- Problem description: Format the lines of the material below as a JSON list of strings, one string per line and skipping any blank lines. Start at the line containing "If you could pick out the painted", end with the final line of the material, include both of those lines, and leave out all other lines.

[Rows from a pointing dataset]
┏━━

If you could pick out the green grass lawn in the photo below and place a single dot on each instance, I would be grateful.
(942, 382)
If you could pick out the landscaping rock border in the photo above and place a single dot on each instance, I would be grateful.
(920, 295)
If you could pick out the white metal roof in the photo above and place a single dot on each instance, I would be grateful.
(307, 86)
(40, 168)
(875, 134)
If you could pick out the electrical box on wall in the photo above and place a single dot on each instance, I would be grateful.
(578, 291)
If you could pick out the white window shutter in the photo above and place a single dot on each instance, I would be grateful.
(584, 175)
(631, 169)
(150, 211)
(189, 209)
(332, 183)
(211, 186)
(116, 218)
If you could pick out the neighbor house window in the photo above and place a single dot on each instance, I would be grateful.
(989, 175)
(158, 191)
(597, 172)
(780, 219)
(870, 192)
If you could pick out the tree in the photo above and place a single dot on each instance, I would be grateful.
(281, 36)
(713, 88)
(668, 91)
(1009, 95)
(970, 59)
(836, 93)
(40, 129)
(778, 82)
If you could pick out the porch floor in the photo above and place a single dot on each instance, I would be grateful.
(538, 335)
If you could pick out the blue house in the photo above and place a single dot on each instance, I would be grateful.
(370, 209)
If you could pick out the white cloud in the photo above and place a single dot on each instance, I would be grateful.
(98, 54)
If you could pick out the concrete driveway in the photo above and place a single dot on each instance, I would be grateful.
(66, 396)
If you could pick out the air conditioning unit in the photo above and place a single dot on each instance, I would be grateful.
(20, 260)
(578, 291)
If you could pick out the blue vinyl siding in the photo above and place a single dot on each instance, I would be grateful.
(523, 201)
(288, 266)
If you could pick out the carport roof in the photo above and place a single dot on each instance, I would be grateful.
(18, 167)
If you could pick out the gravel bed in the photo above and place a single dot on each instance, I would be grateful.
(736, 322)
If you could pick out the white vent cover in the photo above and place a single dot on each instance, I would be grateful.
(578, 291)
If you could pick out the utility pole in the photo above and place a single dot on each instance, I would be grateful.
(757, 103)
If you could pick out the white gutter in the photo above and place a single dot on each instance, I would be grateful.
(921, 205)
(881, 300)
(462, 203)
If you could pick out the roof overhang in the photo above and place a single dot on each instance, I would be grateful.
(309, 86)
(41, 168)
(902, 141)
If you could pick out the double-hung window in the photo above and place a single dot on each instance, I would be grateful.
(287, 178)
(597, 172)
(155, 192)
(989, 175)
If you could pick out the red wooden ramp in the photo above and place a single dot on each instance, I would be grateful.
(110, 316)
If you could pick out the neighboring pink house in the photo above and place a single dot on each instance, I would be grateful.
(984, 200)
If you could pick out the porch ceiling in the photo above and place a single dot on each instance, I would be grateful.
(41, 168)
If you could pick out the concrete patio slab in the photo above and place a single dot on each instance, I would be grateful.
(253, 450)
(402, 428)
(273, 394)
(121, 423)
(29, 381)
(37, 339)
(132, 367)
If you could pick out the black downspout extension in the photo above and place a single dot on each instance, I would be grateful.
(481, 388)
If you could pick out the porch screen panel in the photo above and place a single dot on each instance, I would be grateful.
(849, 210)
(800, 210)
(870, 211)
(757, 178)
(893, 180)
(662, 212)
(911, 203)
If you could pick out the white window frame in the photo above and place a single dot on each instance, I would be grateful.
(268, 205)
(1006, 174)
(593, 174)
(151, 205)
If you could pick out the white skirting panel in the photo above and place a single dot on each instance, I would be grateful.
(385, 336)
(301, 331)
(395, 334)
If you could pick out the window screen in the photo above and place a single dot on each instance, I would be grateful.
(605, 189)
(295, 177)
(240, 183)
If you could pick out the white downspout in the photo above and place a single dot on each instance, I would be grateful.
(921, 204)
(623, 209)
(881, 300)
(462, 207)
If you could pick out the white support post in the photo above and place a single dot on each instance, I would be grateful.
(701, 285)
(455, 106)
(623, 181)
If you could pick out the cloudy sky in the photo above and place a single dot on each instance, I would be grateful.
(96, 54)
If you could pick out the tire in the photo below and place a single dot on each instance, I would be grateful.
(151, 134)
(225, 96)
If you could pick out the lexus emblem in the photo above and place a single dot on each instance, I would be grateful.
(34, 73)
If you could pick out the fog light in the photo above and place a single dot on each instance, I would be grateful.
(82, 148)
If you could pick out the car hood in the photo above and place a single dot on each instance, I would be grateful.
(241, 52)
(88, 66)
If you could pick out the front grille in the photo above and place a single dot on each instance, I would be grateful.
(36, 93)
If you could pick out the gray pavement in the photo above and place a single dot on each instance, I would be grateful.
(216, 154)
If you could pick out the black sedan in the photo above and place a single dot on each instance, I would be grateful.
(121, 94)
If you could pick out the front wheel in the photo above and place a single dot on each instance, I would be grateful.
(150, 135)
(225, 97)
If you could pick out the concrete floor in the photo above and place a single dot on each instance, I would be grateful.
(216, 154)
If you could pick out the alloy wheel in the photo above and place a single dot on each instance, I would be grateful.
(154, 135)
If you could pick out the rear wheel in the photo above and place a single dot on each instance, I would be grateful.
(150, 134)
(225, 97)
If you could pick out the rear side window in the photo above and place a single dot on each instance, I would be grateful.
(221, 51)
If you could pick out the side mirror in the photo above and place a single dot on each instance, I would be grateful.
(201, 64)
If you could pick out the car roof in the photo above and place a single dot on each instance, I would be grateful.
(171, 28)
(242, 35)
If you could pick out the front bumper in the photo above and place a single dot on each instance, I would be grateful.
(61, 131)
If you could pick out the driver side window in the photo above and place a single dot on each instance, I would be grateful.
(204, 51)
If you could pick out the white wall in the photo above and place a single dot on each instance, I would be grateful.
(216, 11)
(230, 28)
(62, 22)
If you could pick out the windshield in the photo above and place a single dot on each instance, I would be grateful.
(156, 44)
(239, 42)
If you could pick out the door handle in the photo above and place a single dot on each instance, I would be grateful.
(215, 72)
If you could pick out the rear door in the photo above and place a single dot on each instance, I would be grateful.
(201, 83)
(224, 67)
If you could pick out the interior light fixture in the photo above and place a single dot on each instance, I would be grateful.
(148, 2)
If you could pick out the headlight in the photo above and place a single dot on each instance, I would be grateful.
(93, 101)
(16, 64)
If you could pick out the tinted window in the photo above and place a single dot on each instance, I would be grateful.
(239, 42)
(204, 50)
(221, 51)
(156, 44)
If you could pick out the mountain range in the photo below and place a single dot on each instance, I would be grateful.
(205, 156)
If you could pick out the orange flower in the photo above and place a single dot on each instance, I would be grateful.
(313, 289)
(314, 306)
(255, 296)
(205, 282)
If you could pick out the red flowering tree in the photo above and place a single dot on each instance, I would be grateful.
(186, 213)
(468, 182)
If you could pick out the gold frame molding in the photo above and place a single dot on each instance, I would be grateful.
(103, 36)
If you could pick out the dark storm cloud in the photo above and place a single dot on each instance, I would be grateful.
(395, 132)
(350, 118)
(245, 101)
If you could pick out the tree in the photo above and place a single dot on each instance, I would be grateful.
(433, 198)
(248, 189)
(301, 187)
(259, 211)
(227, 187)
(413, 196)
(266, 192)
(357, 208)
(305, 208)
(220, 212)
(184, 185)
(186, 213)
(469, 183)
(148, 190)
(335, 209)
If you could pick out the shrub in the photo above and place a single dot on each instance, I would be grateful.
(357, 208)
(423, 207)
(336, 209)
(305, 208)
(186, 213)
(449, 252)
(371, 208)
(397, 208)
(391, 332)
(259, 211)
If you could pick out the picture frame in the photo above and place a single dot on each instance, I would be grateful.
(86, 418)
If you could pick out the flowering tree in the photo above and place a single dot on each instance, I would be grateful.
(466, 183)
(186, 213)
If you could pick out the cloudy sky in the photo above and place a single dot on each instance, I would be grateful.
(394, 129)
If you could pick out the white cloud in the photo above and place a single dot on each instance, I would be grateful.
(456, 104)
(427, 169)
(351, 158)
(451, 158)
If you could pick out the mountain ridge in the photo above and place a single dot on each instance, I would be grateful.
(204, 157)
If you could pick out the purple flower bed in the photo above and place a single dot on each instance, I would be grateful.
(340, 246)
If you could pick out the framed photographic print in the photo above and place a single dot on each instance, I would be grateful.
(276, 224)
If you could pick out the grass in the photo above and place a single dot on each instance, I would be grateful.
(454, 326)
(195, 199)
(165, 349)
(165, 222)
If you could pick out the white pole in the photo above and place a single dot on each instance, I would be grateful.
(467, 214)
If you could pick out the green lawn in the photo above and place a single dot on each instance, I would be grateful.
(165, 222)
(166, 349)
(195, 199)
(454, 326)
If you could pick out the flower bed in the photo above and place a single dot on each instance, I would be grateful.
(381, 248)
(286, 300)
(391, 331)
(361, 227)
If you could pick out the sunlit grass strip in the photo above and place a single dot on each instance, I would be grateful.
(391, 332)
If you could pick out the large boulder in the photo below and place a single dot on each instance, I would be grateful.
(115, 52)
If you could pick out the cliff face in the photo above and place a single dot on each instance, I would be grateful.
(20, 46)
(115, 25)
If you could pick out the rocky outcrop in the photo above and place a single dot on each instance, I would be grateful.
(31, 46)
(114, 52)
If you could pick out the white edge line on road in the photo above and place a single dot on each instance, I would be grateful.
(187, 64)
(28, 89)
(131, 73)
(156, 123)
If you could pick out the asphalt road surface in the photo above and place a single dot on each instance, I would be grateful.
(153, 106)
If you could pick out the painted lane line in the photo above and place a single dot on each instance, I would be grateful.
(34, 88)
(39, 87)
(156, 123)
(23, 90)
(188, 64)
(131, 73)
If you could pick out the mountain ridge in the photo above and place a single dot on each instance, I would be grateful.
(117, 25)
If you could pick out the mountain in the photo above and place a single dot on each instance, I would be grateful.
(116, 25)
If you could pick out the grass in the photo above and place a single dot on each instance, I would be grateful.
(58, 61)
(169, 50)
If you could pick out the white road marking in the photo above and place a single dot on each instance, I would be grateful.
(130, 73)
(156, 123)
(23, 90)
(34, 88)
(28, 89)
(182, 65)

┗━━

- Task result:
[
  "If you could pick out the painted lane line in the photo above and place a single dot on each instance, I would be grateful.",
  "(34, 88)",
  "(39, 87)",
  "(156, 123)",
  "(23, 90)",
  "(188, 64)",
  "(131, 73)",
  "If you could pick out the mountain ridge in the photo above and place a single dot on each instance, I would be grateful.",
  "(117, 25)",
  "If you could pick out the mountain in the photo above and place a single dot on each instance, I would be grateful.",
  "(116, 25)",
  "If you could pick out the grass in the photo above and place a single dot on each instance, I would be grateful.",
  "(58, 61)",
  "(169, 50)",
  "If you could pick out the white road marking in the photo above and place a single dot on each instance, I would be grateful.",
  "(130, 73)",
  "(156, 123)",
  "(23, 90)",
  "(34, 88)",
  "(28, 89)",
  "(182, 65)"
]